# Task objective
Collect every line of the records below that contains the word "wheel", and copy each one.

---------------

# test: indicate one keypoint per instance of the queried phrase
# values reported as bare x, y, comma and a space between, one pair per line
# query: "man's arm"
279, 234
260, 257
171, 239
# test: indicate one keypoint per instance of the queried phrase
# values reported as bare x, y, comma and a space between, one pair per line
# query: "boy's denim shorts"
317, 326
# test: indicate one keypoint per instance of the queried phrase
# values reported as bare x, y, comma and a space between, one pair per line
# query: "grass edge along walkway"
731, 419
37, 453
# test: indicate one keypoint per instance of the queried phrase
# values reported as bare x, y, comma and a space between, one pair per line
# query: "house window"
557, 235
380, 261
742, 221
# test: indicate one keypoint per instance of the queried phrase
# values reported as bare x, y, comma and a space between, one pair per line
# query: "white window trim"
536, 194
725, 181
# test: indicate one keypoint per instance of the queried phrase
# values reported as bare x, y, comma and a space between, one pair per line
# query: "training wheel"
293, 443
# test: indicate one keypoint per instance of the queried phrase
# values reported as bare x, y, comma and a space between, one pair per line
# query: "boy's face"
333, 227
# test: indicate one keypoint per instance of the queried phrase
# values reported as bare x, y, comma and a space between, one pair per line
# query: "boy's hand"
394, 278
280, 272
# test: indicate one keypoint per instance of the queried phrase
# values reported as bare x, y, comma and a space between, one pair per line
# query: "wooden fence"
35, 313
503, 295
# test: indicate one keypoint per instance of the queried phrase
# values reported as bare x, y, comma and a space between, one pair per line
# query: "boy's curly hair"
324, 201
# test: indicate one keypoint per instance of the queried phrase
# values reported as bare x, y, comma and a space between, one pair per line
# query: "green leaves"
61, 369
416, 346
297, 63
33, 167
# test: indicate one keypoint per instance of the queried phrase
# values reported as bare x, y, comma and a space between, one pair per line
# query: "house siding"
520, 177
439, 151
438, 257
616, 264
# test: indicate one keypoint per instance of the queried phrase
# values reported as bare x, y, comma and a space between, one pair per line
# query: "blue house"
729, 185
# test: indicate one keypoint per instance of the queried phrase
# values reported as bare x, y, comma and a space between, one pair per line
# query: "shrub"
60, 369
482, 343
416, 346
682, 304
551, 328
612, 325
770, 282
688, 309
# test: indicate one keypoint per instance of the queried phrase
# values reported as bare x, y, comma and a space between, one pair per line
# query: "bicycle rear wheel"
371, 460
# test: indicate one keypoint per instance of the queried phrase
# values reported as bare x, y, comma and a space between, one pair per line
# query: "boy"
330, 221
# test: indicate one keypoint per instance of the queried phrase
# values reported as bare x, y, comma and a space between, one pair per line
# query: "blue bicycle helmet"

---------------

# Solution
# query: "training wheel"
# query: "bicycle rear wheel"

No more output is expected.